▶ [WRITTEN TASK] Count the lines in the items below that contain the string "values", treating uppercase and lowercase as different, and reply with the number alone.
** begin PROVIDED DATA **
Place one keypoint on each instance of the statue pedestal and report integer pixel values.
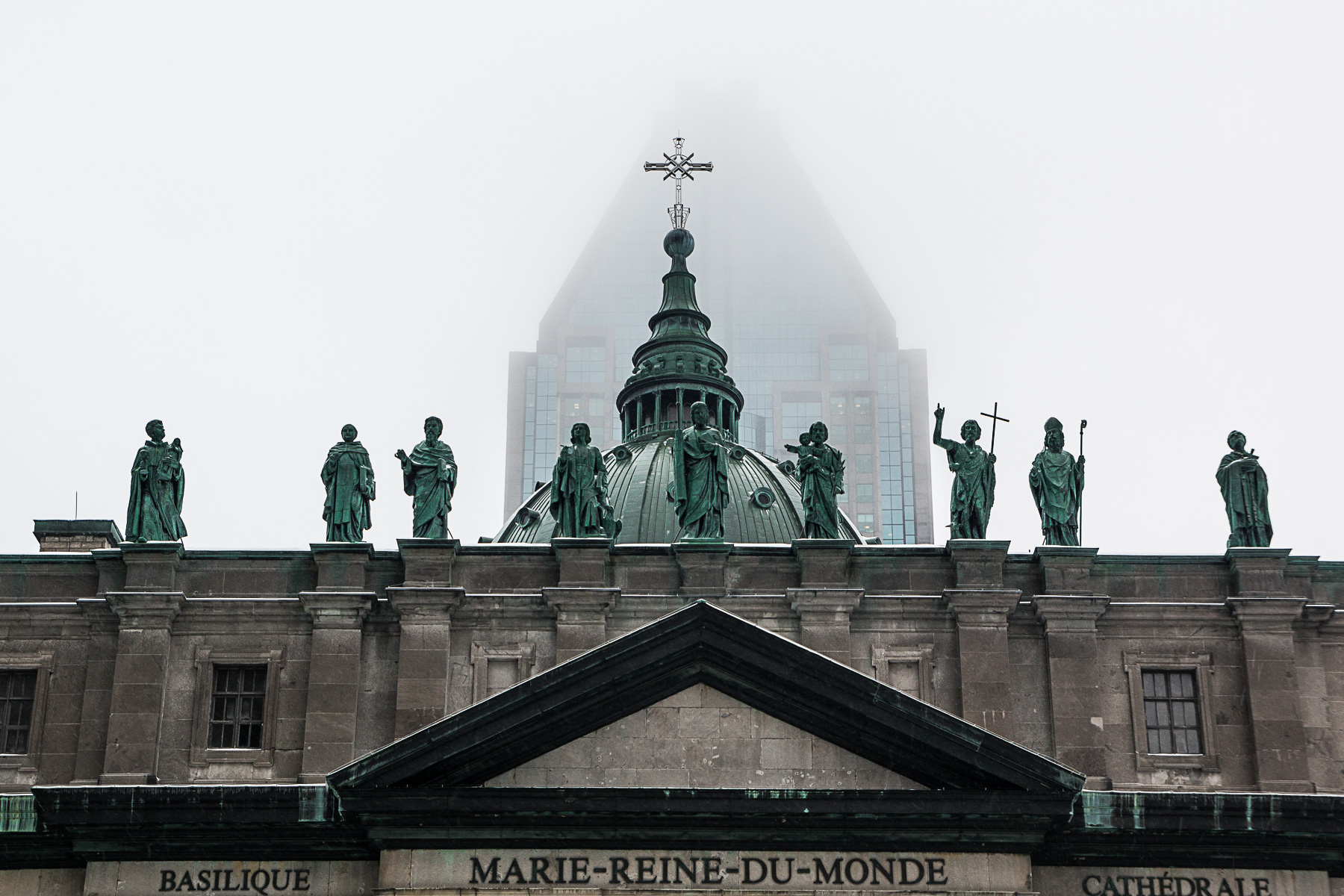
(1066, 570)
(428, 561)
** end PROVIDED DATA **
** begin PROVIDED DATA **
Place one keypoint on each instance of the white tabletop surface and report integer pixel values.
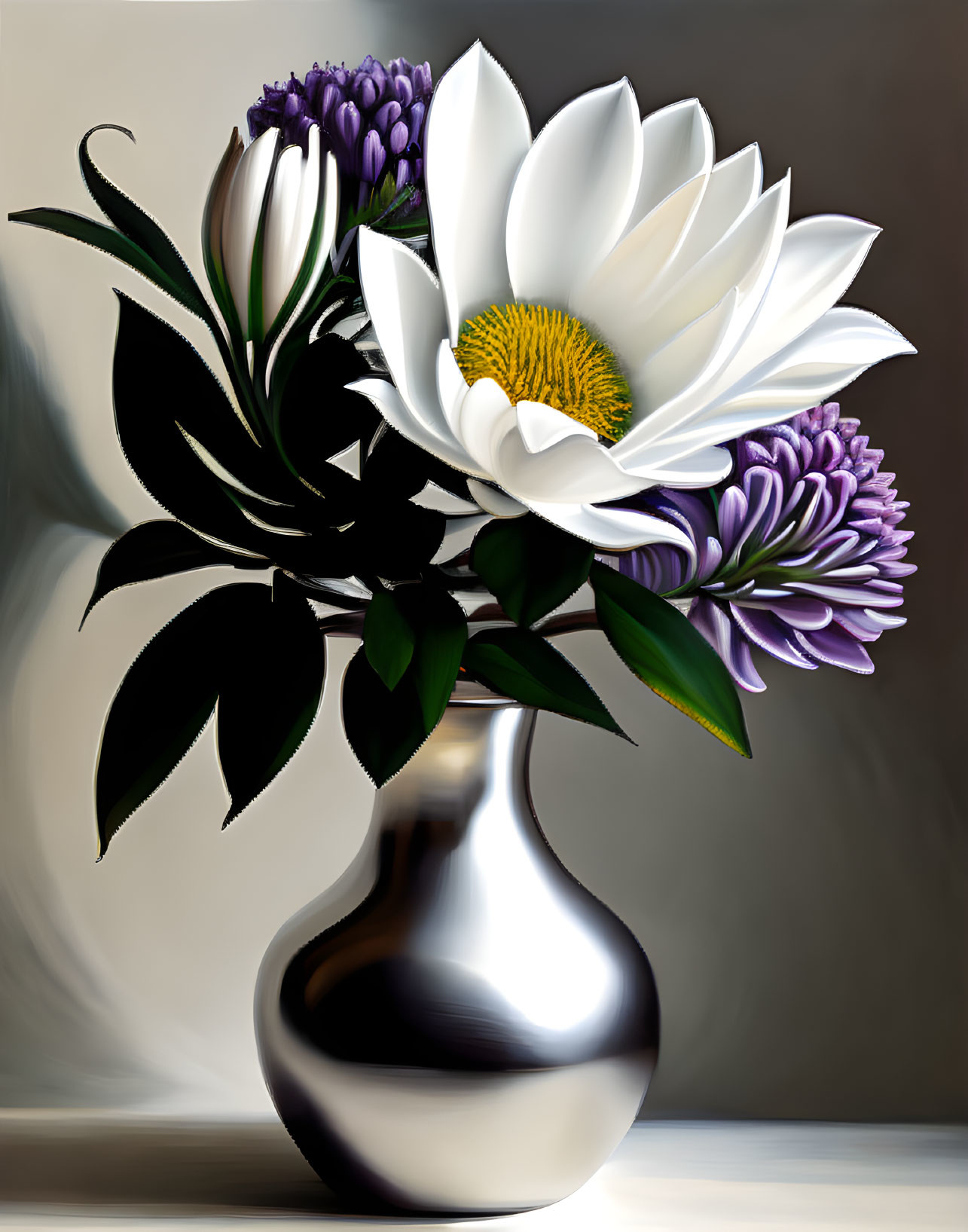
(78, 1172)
** end PROVIDED DATA **
▶ [ANSWER FOR THE TASK] 2